*Text provided:*
[Start]

Look upon the photograph at the head of this column. Impossible though it may seem, you may one day need it, or something like it, if such can be found.
It is, I think you will agree, a face that has been lived in. A face etched with grim experience. A face trampled beneath the hooves of fleeting time. A face that bears the scars and bruises of assaults by many men, all of whom, curiously, are known by name to the victim: Theakston, Watney, Whitbread, Adnam, Shepherd and his dastardly accomplice Neame, all these and more have put the boot in and sneaked away, their pockets full.
The face you see before you is, in short, no thing of beauty. And that is the point. You of the advertising and marketing fraternity – and of course sorority – persist in applying your craft through the use of male models of a form and perfection so chiselled as to excite the envy of an Adonis and Narcissus combined. It simply won’t do.
Since, measured against a spectrum that extends from Tom Cruise at one extreme to the picture at the head of this column at the other, most of the male population are to be found closer to the latter than the former, much advertising is the source of untold misery. Untold, that is, until recently, when the findings of a study by Guildhall University were published.

[End]

*Tasks for this exercise:*
- A) Rewrite the column about male looks in advertising from "The face you" to "University were published.", replacing "advertising" with "publicity".
- B) Answer these questions using the column about male looks in advertising:
(i) Which university carried out the study mentioned in the column?
(ii) Which two figures does the column name when describing the chiseled male models?
(iii) Who is called Shepherd's dastardly accomplice?
- C) Write the next part of the column about male looks in advertising, picking up after its final sentence.
The material after the column is separate and unrelated to it.

[Dataset records on object locations]
[Start]

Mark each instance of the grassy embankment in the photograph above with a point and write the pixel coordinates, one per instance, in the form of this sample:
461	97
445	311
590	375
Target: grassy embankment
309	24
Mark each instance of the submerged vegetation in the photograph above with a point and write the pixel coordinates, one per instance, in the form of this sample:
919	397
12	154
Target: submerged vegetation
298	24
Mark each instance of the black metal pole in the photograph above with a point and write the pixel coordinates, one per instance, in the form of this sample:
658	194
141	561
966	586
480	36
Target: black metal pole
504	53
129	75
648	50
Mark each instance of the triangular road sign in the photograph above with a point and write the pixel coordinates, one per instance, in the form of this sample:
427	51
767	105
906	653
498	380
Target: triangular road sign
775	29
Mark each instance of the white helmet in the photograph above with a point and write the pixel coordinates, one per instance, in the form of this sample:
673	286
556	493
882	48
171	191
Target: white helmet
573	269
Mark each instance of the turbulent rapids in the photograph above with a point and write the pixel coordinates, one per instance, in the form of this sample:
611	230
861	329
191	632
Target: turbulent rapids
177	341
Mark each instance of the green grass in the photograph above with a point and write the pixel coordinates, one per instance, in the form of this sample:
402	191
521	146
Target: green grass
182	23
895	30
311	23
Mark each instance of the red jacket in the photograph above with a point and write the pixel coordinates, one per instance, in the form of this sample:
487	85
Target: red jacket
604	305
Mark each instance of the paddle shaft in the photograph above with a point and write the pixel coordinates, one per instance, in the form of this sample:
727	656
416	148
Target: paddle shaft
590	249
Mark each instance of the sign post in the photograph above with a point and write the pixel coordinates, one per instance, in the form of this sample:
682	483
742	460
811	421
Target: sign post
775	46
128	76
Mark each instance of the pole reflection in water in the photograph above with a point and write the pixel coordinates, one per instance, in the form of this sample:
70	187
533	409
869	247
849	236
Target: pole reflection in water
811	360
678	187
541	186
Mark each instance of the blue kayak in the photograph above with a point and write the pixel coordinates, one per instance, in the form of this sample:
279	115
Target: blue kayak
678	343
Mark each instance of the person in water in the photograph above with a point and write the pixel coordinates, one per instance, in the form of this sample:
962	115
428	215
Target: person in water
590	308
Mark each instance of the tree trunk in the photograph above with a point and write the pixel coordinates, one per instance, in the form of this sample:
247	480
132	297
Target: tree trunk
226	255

[End]

*Expected results:*
- A)
The face you see before you is, in short, no thing of beauty. And that is the point. You of the publicity and marketing fraternity – and of course sorority – persist in applying your craft through the use of male models of a form and perfection so chiselled as to excite the envy of an Adonis and Narcissus combined. It simply won’t do.
Since, measured against a spectrum that extends from Tom Cruise at one extreme to the picture at the head of this column at the other, most of the male population are to be found closer to the latter than the former, much publicity is the source of untold misery. Untold, that is, until recently, when the findings of a study by Guildhall University were published.

- B)
(i) Guildhall University
(ii) Adonis and Narcissus
(iii) Neame

- C)
These showed that tall, good-looking men do better and earn more than squat specimens whose battered noses and cauliflower ears betray their calling as the sparring partners of life. The researchers, not content to merely record their findings, call for action. “There is an urgent need for business and the Government to review the equal opportunities policy to address this issue.”
Urgent, no less. Without prompt action to redress the bias against those to whom Nature has dealt a hand comprising an outsize hooter, beetle brows, a wall eye and jug ears, a monstrous injustice will persist uncorrected, to the shame of us all.
Lest you doubt the seriousness of the matter, a London School of Economics lecturer has interviewed a collection of hapless young men, all of whom declared the frustration and anger they felt at the inadequacy of their bodies. Worse, they said that however hard they worked out, they could never achieve a physique like the men in the underwear ads.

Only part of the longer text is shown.